• TASK INSTRUCTIONS
Return every line of the entries below that contains the word "monkey", treating uppercase and lowercase as different.

==== DATA RECORDS

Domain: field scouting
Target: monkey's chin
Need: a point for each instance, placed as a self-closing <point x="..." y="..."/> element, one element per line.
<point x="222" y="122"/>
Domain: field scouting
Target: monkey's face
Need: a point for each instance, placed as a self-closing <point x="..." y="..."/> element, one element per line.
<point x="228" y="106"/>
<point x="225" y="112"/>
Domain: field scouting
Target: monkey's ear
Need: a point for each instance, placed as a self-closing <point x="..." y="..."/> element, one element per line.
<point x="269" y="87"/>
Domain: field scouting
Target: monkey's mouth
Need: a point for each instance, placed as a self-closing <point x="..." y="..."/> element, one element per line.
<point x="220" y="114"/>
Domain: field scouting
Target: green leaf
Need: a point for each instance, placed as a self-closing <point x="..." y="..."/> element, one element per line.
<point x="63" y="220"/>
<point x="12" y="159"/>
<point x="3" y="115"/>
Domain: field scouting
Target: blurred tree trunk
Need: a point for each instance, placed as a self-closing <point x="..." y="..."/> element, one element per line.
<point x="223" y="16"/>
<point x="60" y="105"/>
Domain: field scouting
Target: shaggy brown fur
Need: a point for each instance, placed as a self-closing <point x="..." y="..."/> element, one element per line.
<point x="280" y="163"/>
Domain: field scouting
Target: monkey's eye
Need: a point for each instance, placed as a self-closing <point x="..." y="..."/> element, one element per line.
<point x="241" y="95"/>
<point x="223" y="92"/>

========

• THE SOLUTION
Target: monkey's chin
Target: monkey's face
Target: monkey's ear
Target: monkey's mouth
Target: monkey's eye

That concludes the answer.